Aim of the task.
Reproduce the entries below word for word, everything from the line containing "Reviewer note. Check that every instance of the sky" down to the line containing "Reviewer note. Check that every instance of the collage", with both of those lines included.

Task material.
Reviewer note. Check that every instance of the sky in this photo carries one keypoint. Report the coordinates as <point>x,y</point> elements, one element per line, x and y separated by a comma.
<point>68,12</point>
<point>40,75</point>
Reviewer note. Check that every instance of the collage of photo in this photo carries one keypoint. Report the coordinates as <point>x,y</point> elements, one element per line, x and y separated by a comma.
* * *
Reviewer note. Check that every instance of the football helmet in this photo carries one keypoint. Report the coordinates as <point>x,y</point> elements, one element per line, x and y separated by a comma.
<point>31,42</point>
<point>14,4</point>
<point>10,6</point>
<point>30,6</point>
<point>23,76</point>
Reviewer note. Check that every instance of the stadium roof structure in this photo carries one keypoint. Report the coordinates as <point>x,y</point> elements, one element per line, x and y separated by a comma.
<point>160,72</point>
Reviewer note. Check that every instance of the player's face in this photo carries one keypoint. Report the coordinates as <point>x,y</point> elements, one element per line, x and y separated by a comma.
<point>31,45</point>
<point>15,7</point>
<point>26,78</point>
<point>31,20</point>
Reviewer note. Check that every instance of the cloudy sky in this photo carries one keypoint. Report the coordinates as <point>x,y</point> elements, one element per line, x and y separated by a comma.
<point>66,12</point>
...
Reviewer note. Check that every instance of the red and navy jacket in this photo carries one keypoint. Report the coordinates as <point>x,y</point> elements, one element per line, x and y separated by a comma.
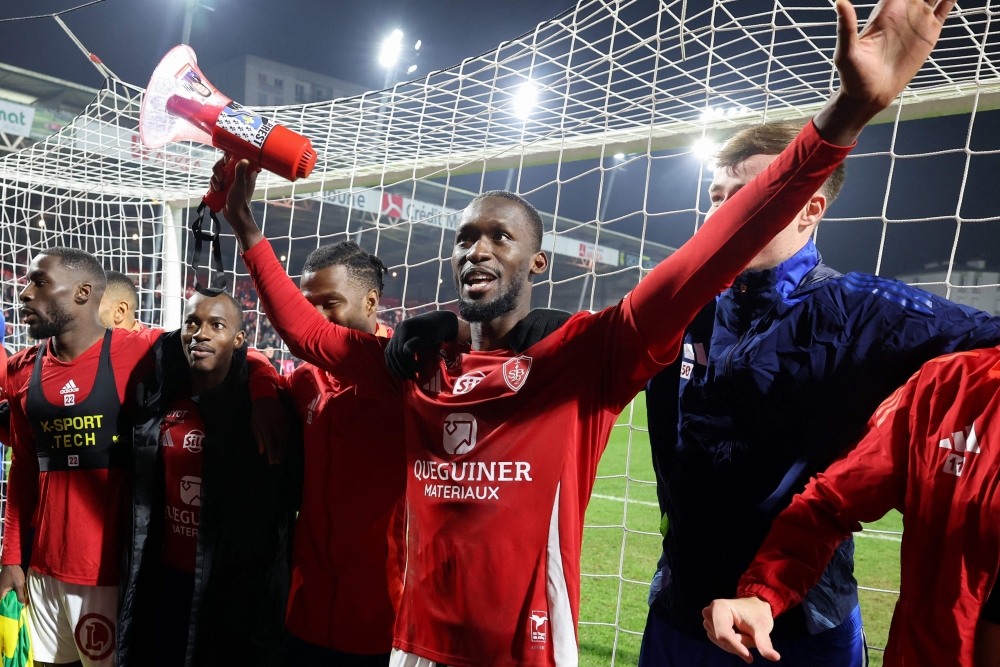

Full solution.
Reviewer note. Check that every instance of the sky in this photo carries one keypoint. Report the coordinates as <point>x,y</point> elements, one element per line, x and y separated by a comma.
<point>68,12</point>
<point>40,75</point>
Reviewer note. Check that every instance of the collage of photo in this photo carries one keypoint. Report the coordinates as <point>x,y</point> elements, one element per line, x and y separated by a comma.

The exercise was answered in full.